**Task goal**. Rewrite the listing starting at the line containing "[locate] smartphone in raised hand" and ending at its last line, requests included, and shift every bounding-box coordinate in the answers up by 54.

**Given records**.
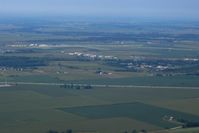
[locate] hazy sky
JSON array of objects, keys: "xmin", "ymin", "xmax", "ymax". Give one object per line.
[{"xmin": 0, "ymin": 0, "xmax": 199, "ymax": 19}]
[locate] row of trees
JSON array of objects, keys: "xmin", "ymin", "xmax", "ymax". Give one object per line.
[{"xmin": 124, "ymin": 129, "xmax": 147, "ymax": 133}]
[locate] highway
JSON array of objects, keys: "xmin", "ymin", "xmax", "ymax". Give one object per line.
[{"xmin": 0, "ymin": 82, "xmax": 199, "ymax": 90}]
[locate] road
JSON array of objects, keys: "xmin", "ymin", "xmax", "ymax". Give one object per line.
[{"xmin": 0, "ymin": 82, "xmax": 199, "ymax": 90}]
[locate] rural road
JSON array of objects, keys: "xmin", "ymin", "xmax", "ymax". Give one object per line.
[{"xmin": 0, "ymin": 82, "xmax": 199, "ymax": 90}]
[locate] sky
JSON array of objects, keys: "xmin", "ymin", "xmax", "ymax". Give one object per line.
[{"xmin": 0, "ymin": 0, "xmax": 199, "ymax": 19}]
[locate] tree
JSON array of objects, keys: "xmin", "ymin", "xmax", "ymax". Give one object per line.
[
  {"xmin": 132, "ymin": 129, "xmax": 137, "ymax": 133},
  {"xmin": 66, "ymin": 129, "xmax": 73, "ymax": 133}
]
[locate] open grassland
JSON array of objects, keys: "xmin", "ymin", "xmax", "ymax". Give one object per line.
[{"xmin": 0, "ymin": 85, "xmax": 199, "ymax": 133}]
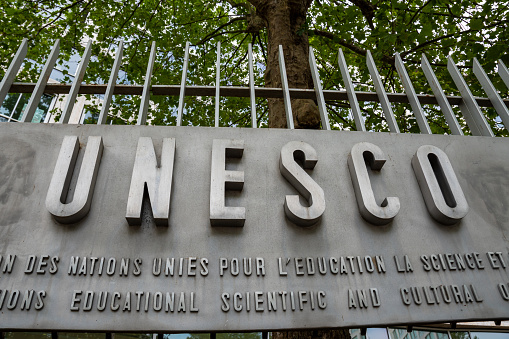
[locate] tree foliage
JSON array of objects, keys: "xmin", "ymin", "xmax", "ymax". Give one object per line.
[{"xmin": 0, "ymin": 0, "xmax": 509, "ymax": 135}]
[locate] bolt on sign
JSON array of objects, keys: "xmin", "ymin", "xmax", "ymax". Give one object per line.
[{"xmin": 0, "ymin": 124, "xmax": 509, "ymax": 332}]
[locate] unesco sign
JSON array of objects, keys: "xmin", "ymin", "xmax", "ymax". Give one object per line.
[{"xmin": 0, "ymin": 124, "xmax": 509, "ymax": 332}]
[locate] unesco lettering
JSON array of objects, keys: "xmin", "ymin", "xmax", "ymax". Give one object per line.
[{"xmin": 46, "ymin": 136, "xmax": 469, "ymax": 227}]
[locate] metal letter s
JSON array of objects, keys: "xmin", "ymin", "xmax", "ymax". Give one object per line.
[{"xmin": 279, "ymin": 141, "xmax": 325, "ymax": 226}]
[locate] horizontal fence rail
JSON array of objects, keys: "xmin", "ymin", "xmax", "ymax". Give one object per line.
[{"xmin": 0, "ymin": 39, "xmax": 509, "ymax": 136}]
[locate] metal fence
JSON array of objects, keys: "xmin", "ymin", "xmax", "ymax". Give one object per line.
[{"xmin": 0, "ymin": 39, "xmax": 509, "ymax": 136}]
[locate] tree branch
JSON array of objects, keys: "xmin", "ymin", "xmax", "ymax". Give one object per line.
[
  {"xmin": 310, "ymin": 29, "xmax": 394, "ymax": 65},
  {"xmin": 401, "ymin": 20, "xmax": 509, "ymax": 58},
  {"xmin": 197, "ymin": 16, "xmax": 246, "ymax": 45},
  {"xmin": 408, "ymin": 0, "xmax": 431, "ymax": 26}
]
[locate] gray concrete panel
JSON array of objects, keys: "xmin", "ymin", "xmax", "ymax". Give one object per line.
[{"xmin": 0, "ymin": 123, "xmax": 509, "ymax": 332}]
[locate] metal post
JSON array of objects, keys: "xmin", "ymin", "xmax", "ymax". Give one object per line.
[
  {"xmin": 421, "ymin": 54, "xmax": 463, "ymax": 135},
  {"xmin": 395, "ymin": 52, "xmax": 431, "ymax": 134},
  {"xmin": 177, "ymin": 41, "xmax": 189, "ymax": 126},
  {"xmin": 136, "ymin": 41, "xmax": 156, "ymax": 125},
  {"xmin": 58, "ymin": 40, "xmax": 92, "ymax": 124},
  {"xmin": 279, "ymin": 45, "xmax": 294, "ymax": 129},
  {"xmin": 0, "ymin": 38, "xmax": 28, "ymax": 106},
  {"xmin": 498, "ymin": 59, "xmax": 509, "ymax": 87},
  {"xmin": 20, "ymin": 39, "xmax": 60, "ymax": 122},
  {"xmin": 309, "ymin": 46, "xmax": 330, "ymax": 131},
  {"xmin": 247, "ymin": 44, "xmax": 258, "ymax": 128},
  {"xmin": 474, "ymin": 58, "xmax": 509, "ymax": 130},
  {"xmin": 366, "ymin": 51, "xmax": 399, "ymax": 133},
  {"xmin": 338, "ymin": 48, "xmax": 366, "ymax": 132},
  {"xmin": 214, "ymin": 41, "xmax": 221, "ymax": 127},
  {"xmin": 97, "ymin": 41, "xmax": 124, "ymax": 125},
  {"xmin": 447, "ymin": 56, "xmax": 493, "ymax": 137}
]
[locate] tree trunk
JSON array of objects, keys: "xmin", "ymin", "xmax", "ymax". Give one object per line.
[{"xmin": 251, "ymin": 0, "xmax": 320, "ymax": 129}]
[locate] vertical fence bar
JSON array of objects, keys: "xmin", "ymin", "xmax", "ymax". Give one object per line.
[
  {"xmin": 58, "ymin": 40, "xmax": 92, "ymax": 124},
  {"xmin": 395, "ymin": 52, "xmax": 431, "ymax": 134},
  {"xmin": 97, "ymin": 41, "xmax": 124, "ymax": 125},
  {"xmin": 177, "ymin": 41, "xmax": 189, "ymax": 126},
  {"xmin": 421, "ymin": 54, "xmax": 463, "ymax": 135},
  {"xmin": 474, "ymin": 58, "xmax": 509, "ymax": 130},
  {"xmin": 214, "ymin": 41, "xmax": 221, "ymax": 127},
  {"xmin": 21, "ymin": 39, "xmax": 60, "ymax": 122},
  {"xmin": 0, "ymin": 38, "xmax": 28, "ymax": 106},
  {"xmin": 338, "ymin": 48, "xmax": 366, "ymax": 132},
  {"xmin": 136, "ymin": 41, "xmax": 156, "ymax": 125},
  {"xmin": 247, "ymin": 44, "xmax": 258, "ymax": 128},
  {"xmin": 447, "ymin": 56, "xmax": 493, "ymax": 137},
  {"xmin": 366, "ymin": 51, "xmax": 399, "ymax": 133},
  {"xmin": 279, "ymin": 45, "xmax": 294, "ymax": 129},
  {"xmin": 498, "ymin": 59, "xmax": 509, "ymax": 88},
  {"xmin": 309, "ymin": 46, "xmax": 330, "ymax": 131}
]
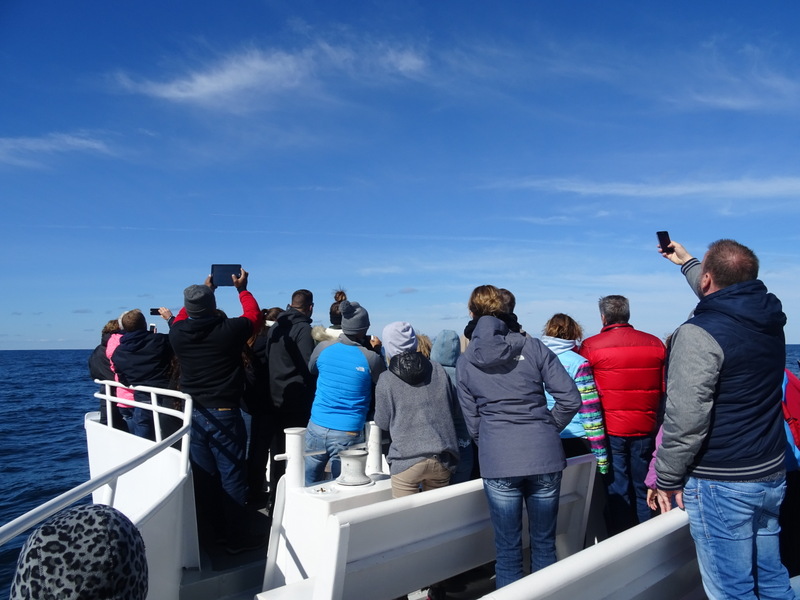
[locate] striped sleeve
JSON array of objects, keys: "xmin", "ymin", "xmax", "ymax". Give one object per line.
[{"xmin": 575, "ymin": 361, "xmax": 608, "ymax": 474}]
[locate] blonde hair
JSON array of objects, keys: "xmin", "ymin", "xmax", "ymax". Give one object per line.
[
  {"xmin": 417, "ymin": 333, "xmax": 433, "ymax": 358},
  {"xmin": 542, "ymin": 313, "xmax": 583, "ymax": 342},
  {"xmin": 467, "ymin": 285, "xmax": 505, "ymax": 319}
]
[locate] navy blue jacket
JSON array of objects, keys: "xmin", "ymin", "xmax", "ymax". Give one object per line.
[
  {"xmin": 456, "ymin": 316, "xmax": 581, "ymax": 479},
  {"xmin": 656, "ymin": 279, "xmax": 786, "ymax": 490}
]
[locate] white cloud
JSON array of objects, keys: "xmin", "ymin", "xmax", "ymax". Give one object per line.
[
  {"xmin": 490, "ymin": 177, "xmax": 800, "ymax": 199},
  {"xmin": 0, "ymin": 133, "xmax": 113, "ymax": 167},
  {"xmin": 113, "ymin": 37, "xmax": 428, "ymax": 112},
  {"xmin": 115, "ymin": 49, "xmax": 314, "ymax": 106}
]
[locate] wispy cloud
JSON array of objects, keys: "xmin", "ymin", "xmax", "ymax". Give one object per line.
[
  {"xmin": 112, "ymin": 37, "xmax": 428, "ymax": 112},
  {"xmin": 667, "ymin": 39, "xmax": 800, "ymax": 111},
  {"xmin": 115, "ymin": 49, "xmax": 314, "ymax": 106},
  {"xmin": 490, "ymin": 177, "xmax": 800, "ymax": 199},
  {"xmin": 0, "ymin": 132, "xmax": 113, "ymax": 167}
]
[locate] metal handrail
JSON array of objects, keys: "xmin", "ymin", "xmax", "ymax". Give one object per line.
[{"xmin": 0, "ymin": 380, "xmax": 192, "ymax": 546}]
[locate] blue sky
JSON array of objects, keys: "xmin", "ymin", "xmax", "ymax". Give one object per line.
[{"xmin": 0, "ymin": 0, "xmax": 800, "ymax": 349}]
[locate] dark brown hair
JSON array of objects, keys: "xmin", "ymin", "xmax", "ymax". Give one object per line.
[
  {"xmin": 703, "ymin": 240, "xmax": 758, "ymax": 288},
  {"xmin": 542, "ymin": 313, "xmax": 583, "ymax": 342}
]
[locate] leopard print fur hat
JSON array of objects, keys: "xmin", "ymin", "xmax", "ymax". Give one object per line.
[{"xmin": 9, "ymin": 504, "xmax": 148, "ymax": 600}]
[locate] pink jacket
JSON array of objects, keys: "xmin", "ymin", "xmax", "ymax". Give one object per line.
[{"xmin": 106, "ymin": 333, "xmax": 133, "ymax": 406}]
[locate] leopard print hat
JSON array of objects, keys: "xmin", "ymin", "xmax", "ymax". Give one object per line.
[{"xmin": 9, "ymin": 504, "xmax": 147, "ymax": 600}]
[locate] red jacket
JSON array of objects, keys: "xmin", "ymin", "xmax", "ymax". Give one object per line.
[{"xmin": 580, "ymin": 323, "xmax": 667, "ymax": 437}]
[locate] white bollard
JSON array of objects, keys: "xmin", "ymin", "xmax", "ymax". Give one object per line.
[
  {"xmin": 366, "ymin": 421, "xmax": 383, "ymax": 475},
  {"xmin": 283, "ymin": 427, "xmax": 306, "ymax": 491}
]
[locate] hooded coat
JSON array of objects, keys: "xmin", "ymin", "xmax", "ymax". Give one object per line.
[
  {"xmin": 169, "ymin": 291, "xmax": 260, "ymax": 409},
  {"xmin": 267, "ymin": 307, "xmax": 315, "ymax": 420},
  {"xmin": 656, "ymin": 260, "xmax": 786, "ymax": 490},
  {"xmin": 456, "ymin": 316, "xmax": 581, "ymax": 479}
]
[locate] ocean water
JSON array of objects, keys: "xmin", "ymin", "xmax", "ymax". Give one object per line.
[
  {"xmin": 0, "ymin": 345, "xmax": 800, "ymax": 599},
  {"xmin": 0, "ymin": 350, "xmax": 99, "ymax": 598}
]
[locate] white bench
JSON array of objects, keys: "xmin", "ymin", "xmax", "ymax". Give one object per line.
[
  {"xmin": 256, "ymin": 456, "xmax": 595, "ymax": 600},
  {"xmin": 485, "ymin": 510, "xmax": 706, "ymax": 600}
]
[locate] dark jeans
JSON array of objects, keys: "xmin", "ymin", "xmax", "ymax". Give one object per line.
[
  {"xmin": 605, "ymin": 435, "xmax": 654, "ymax": 535},
  {"xmin": 190, "ymin": 407, "xmax": 247, "ymax": 543}
]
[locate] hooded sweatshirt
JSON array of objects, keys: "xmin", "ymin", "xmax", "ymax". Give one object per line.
[
  {"xmin": 542, "ymin": 335, "xmax": 608, "ymax": 473},
  {"xmin": 267, "ymin": 307, "xmax": 314, "ymax": 412},
  {"xmin": 656, "ymin": 270, "xmax": 786, "ymax": 490},
  {"xmin": 169, "ymin": 291, "xmax": 261, "ymax": 409},
  {"xmin": 456, "ymin": 316, "xmax": 581, "ymax": 479},
  {"xmin": 375, "ymin": 352, "xmax": 458, "ymax": 475}
]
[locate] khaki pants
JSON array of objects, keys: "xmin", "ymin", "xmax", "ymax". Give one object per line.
[{"xmin": 392, "ymin": 458, "xmax": 450, "ymax": 498}]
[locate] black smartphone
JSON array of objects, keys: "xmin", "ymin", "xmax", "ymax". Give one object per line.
[
  {"xmin": 211, "ymin": 265, "xmax": 242, "ymax": 287},
  {"xmin": 656, "ymin": 231, "xmax": 675, "ymax": 254}
]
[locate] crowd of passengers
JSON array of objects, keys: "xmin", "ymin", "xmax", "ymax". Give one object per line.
[{"xmin": 89, "ymin": 237, "xmax": 797, "ymax": 587}]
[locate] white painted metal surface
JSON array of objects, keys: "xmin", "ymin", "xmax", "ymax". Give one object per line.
[
  {"xmin": 0, "ymin": 381, "xmax": 200, "ymax": 600},
  {"xmin": 484, "ymin": 510, "xmax": 705, "ymax": 600},
  {"xmin": 257, "ymin": 443, "xmax": 596, "ymax": 600}
]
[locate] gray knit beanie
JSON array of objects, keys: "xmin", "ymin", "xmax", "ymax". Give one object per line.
[
  {"xmin": 9, "ymin": 504, "xmax": 148, "ymax": 600},
  {"xmin": 339, "ymin": 300, "xmax": 369, "ymax": 335},
  {"xmin": 382, "ymin": 321, "xmax": 417, "ymax": 359},
  {"xmin": 183, "ymin": 285, "xmax": 217, "ymax": 319}
]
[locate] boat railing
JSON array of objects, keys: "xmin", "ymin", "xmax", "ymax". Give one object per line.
[{"xmin": 0, "ymin": 380, "xmax": 192, "ymax": 546}]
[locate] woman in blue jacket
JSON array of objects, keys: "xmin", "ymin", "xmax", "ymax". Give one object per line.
[{"xmin": 456, "ymin": 285, "xmax": 581, "ymax": 588}]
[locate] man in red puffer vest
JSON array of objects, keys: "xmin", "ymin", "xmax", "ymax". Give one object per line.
[{"xmin": 580, "ymin": 296, "xmax": 667, "ymax": 535}]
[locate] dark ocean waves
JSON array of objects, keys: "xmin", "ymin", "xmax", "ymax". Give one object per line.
[{"xmin": 0, "ymin": 350, "xmax": 98, "ymax": 598}]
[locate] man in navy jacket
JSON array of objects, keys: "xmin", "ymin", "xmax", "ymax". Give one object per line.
[{"xmin": 656, "ymin": 240, "xmax": 795, "ymax": 600}]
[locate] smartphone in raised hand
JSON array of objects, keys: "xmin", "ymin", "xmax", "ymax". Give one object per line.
[{"xmin": 656, "ymin": 231, "xmax": 675, "ymax": 254}]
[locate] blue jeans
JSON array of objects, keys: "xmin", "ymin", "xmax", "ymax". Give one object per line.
[
  {"xmin": 189, "ymin": 407, "xmax": 247, "ymax": 543},
  {"xmin": 305, "ymin": 421, "xmax": 364, "ymax": 486},
  {"xmin": 605, "ymin": 435, "xmax": 654, "ymax": 535},
  {"xmin": 683, "ymin": 477, "xmax": 795, "ymax": 600},
  {"xmin": 483, "ymin": 471, "xmax": 561, "ymax": 588}
]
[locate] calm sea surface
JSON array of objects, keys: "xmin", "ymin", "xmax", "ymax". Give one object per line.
[{"xmin": 0, "ymin": 345, "xmax": 800, "ymax": 598}]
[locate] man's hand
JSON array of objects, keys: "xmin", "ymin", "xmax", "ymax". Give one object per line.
[
  {"xmin": 656, "ymin": 490, "xmax": 683, "ymax": 513},
  {"xmin": 231, "ymin": 269, "xmax": 247, "ymax": 292},
  {"xmin": 657, "ymin": 240, "xmax": 694, "ymax": 266},
  {"xmin": 647, "ymin": 488, "xmax": 658, "ymax": 510}
]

**Task answer**.
[locate] smartphone in raised hand
JSON array of objects, keys: "xmin", "ymin", "xmax", "ymax". Give one object per line.
[{"xmin": 710, "ymin": 285, "xmax": 729, "ymax": 308}]
[locate] blue jeans
JSON array of objects, keys: "xmin", "ymin", "xmax", "ymax". Give one object per line.
[
  {"xmin": 243, "ymin": 461, "xmax": 301, "ymax": 597},
  {"xmin": 359, "ymin": 475, "xmax": 418, "ymax": 540},
  {"xmin": 659, "ymin": 489, "xmax": 708, "ymax": 589},
  {"xmin": 737, "ymin": 531, "xmax": 849, "ymax": 654},
  {"xmin": 537, "ymin": 525, "xmax": 615, "ymax": 642}
]
[locate] calm sea surface
JSON array of objects, keys: "xmin", "ymin", "xmax", "ymax". Give one object per line.
[{"xmin": 54, "ymin": 399, "xmax": 854, "ymax": 652}]
[locate] man's hand
JSON array of objects, keys: "xmin", "ymin", "xmax", "ymax". Give one object per line.
[
  {"xmin": 710, "ymin": 544, "xmax": 737, "ymax": 567},
  {"xmin": 285, "ymin": 323, "xmax": 301, "ymax": 346},
  {"xmin": 711, "ymin": 294, "xmax": 748, "ymax": 320},
  {"xmin": 701, "ymin": 542, "xmax": 712, "ymax": 564}
]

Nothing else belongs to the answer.